» **CONSIGNE**: Reproduisez en entier le texte à étudier sur l'investissement dans le secteur pétrolier, sans y changer un seul mot.

» **TEXTE À ÉTUDIER**:
Alors, pourquoi pas n’y a-t-il pas d’investissement dans la production future? Est-ce que les compagnies ne veulent pas s’engager? Alors qu’on s’avance vers un avenir à moindre teneur en carbone?
- Je ne crois pas que ce soit le cas. Les facteurs ESG sont un moteur important de la baisse des dépenses en capital et immobilisations. Dans les sables bitumineux, mais aussi dans le monde. Et quand on regarde les compagnies qui ont une intensité carbone plus élevée, elles ont un moindre ratio de réinvestissement dans les opérations. Et je peux dire également qu’à l’heure actuelle, la chaîne d’approvisionnement dans le secteur de l’énergie connaît des contraintes également pour la production. Et aux États-Unis, il y a des compagnies privées qui pourraient augmenter leur production. Mais nous pensons que la main-d’œuvre est en pénurie, et donc, il est difficile d’avoir des employés et de l’équipement. Aujourd’hui, il est difficile de récupérer des pièces détachées comme on pouvait le faire avant pour faire augmenter la production.
Et puis il y a également la partie raffinerie de ses secteurs. On a parlé de la production de pétrole, il y a un problème de capacité. Il faut de la main-d’œuvre et des infrastructures. Maintenant, qu’en est-il de la raffinerie? Là aussi, ce sont des opérations très coûteuses.
- Oui, c’est vrai qu’il y a aussi une réduction et des contraintes pour les investissements dans ce secteur.
- Qu’est-ce que ça veut dire pour le cours du pétrole? On a vu des sommets récemment. En tant qu’investisseur, c’est vrai qu’on ressent la hausse du prix de l’essence quand on va à la pompe ou quand on paie notre facture énergétique. Qu’en est-il pour le placement, vers où se dirige-t-on?
- Je dirais qu’on peut s’attendre dans une récession à ce que les prix du pétrole brut baissent de 50 % ou 75 %, mais cette fois-ci, ce sera très différent. Les cours du pétrole resteront élevés pour un avenir proche.

» **DONNÉES À EXAMINER**:
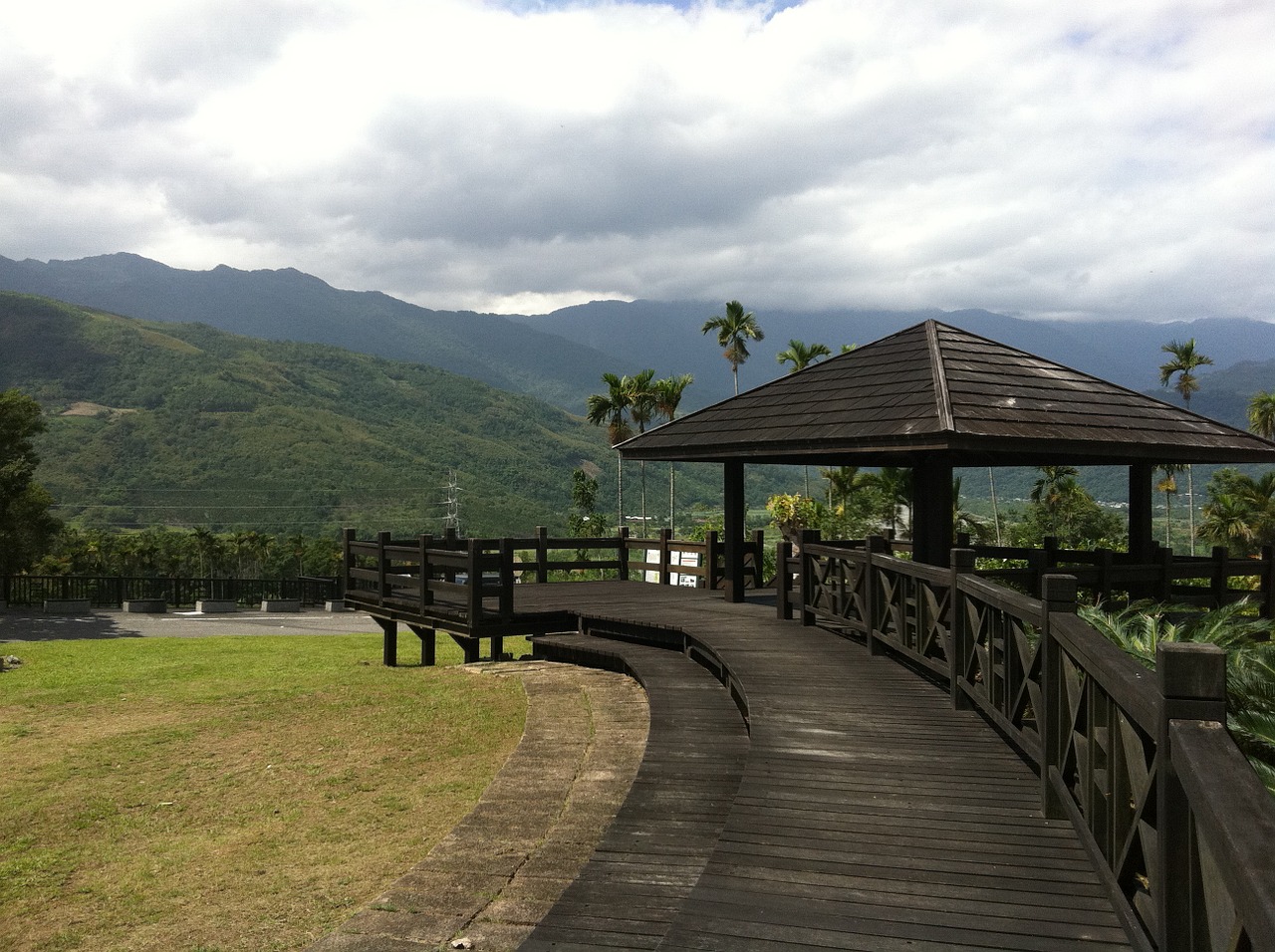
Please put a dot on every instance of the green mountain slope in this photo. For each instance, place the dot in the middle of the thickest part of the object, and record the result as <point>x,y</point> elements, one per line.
<point>287,305</point>
<point>185,424</point>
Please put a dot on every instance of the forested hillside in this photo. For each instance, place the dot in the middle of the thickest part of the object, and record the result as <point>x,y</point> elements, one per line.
<point>287,305</point>
<point>185,424</point>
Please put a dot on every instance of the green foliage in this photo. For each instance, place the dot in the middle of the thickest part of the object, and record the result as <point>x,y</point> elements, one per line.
<point>1241,511</point>
<point>793,513</point>
<point>584,519</point>
<point>1250,663</point>
<point>733,333</point>
<point>199,554</point>
<point>26,520</point>
<point>185,424</point>
<point>1062,509</point>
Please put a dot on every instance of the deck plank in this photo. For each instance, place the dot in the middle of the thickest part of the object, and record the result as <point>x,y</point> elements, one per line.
<point>869,815</point>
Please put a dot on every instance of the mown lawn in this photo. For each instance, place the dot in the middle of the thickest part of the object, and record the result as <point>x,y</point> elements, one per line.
<point>227,793</point>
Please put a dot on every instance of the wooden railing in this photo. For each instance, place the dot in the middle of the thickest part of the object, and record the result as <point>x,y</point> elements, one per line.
<point>472,580</point>
<point>114,591</point>
<point>1106,575</point>
<point>1140,761</point>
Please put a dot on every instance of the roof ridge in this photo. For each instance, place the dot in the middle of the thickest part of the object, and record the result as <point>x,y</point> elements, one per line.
<point>942,399</point>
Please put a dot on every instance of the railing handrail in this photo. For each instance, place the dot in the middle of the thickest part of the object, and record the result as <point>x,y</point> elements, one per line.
<point>114,591</point>
<point>1187,783</point>
<point>386,570</point>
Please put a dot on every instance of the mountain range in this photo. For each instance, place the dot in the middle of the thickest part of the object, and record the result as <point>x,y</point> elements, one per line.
<point>269,397</point>
<point>560,356</point>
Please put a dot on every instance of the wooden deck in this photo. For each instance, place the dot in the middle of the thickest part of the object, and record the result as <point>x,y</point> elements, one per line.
<point>870,815</point>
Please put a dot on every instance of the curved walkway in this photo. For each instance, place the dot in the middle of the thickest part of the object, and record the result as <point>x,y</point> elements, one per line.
<point>871,815</point>
<point>492,878</point>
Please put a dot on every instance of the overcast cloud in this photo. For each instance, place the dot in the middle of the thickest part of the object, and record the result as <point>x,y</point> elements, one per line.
<point>1082,158</point>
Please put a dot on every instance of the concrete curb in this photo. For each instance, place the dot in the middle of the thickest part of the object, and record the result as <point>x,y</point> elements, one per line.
<point>494,877</point>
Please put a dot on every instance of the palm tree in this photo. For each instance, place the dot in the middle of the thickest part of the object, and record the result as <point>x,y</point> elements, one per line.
<point>1241,513</point>
<point>801,356</point>
<point>668,396</point>
<point>1183,362</point>
<point>1250,664</point>
<point>1261,414</point>
<point>641,409</point>
<point>895,484</point>
<point>734,332</point>
<point>1168,486</point>
<point>613,409</point>
<point>1055,486</point>
<point>1227,522</point>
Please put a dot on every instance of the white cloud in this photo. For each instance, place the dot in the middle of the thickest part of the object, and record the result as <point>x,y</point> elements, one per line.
<point>1025,155</point>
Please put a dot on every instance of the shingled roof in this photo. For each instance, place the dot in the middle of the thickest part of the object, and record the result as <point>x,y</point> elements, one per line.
<point>937,388</point>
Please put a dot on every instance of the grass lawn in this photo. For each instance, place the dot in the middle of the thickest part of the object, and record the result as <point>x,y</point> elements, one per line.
<point>228,793</point>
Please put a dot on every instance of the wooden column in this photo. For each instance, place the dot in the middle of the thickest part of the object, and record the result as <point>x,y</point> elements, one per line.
<point>1192,679</point>
<point>932,510</point>
<point>734,514</point>
<point>1140,543</point>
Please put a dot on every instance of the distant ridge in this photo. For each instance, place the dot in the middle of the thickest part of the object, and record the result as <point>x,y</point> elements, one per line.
<point>561,356</point>
<point>290,305</point>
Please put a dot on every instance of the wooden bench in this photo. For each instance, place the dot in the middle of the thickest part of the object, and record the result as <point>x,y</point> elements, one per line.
<point>68,605</point>
<point>153,605</point>
<point>215,606</point>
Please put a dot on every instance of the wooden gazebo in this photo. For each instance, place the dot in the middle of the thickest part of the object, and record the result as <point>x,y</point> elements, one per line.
<point>934,397</point>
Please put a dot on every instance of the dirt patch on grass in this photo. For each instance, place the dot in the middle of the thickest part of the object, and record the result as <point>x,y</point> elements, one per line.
<point>244,820</point>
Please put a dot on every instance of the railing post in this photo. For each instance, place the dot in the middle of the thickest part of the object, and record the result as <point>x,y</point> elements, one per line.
<point>473,584</point>
<point>1059,596</point>
<point>506,587</point>
<point>426,592</point>
<point>874,546</point>
<point>1220,582</point>
<point>1165,591</point>
<point>1105,575</point>
<point>382,565</point>
<point>1192,679</point>
<point>807,577</point>
<point>759,563</point>
<point>1267,582</point>
<point>957,626</point>
<point>783,582</point>
<point>542,555</point>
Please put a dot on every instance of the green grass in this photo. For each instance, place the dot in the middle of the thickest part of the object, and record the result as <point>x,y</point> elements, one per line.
<point>228,793</point>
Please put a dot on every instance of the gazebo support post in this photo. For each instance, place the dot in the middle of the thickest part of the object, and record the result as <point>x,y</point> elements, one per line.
<point>1142,546</point>
<point>932,510</point>
<point>733,528</point>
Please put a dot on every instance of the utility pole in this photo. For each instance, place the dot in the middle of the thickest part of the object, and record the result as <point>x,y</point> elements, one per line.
<point>453,519</point>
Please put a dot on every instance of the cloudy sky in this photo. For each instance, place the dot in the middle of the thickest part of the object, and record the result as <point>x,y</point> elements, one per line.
<point>1037,157</point>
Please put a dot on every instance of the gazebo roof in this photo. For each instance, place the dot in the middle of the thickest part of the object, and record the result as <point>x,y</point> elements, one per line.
<point>934,388</point>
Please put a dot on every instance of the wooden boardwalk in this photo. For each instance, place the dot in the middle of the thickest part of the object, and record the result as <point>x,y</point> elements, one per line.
<point>870,815</point>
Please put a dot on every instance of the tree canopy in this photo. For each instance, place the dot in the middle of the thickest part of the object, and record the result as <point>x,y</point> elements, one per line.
<point>734,331</point>
<point>27,525</point>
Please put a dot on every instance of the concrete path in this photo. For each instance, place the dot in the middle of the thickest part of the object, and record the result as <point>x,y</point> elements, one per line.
<point>495,875</point>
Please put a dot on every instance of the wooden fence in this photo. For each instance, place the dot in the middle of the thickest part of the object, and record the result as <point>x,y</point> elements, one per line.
<point>1140,761</point>
<point>113,592</point>
<point>1106,575</point>
<point>470,582</point>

» **RÉPONSE**:
Alors, pourquoi pas n’y a-t-il pas d’investissement dans la production future? Est-ce que les compagnies ne veulent pas s’engager? Alors qu’on s’avance vers un avenir à moindre teneur en carbone?
- Je ne crois pas que ce soit le cas. Les facteurs ESG sont un moteur important de la baisse des dépenses en capital et immobilisations. Dans les sables bitumineux, mais aussi dans le monde. Et quand on regarde les compagnies qui ont une intensité carbone plus élevée, elles ont un moindre ratio de réinvestissement dans les opérations. Et je peux dire également qu’à l’heure actuelle, la chaîne d’approvisionnement dans le secteur de l’énergie connaît des contraintes également pour la production. Et aux États-Unis, il y a des compagnies privées qui pourraient augmenter leur production. Mais nous pensons que la main-d’œuvre est en pénurie, et donc, il est difficile d’avoir des employés et de l’équipement. Aujourd’hui, il est difficile de récupérer des pièces détachées comme on pouvait le faire avant pour faire augmenter la production.
Et puis il y a également la partie raffinerie de ses secteurs. On a parlé de la production de pétrole, il y a un problème de capacité. Il faut de la main-d’œuvre et des infrastructures. Maintenant, qu’en est-il de la raffinerie? Là aussi, ce sont des opérations très coûteuses.
- Oui, c’est vrai qu’il y a aussi une réduction et des contraintes pour les investissements dans ce secteur.
- Qu’est-ce que ça veut dire pour le cours du pétrole? On a vu des sommets récemment. En tant qu’investisseur, c’est vrai qu’on ressent la hausse du prix de l’essence quand on va à la pompe ou quand on paie notre facture énergétique. Qu’en est-il pour le placement, vers où se dirige-t-on?
- Je dirais qu’on peut s’attendre dans une récession à ce que les prix du pétrole brut baissent de 50 % ou 75 %, mais cette fois-ci, ce sera très différent. Les cours du pétrole resteront élevés pour un avenir proche.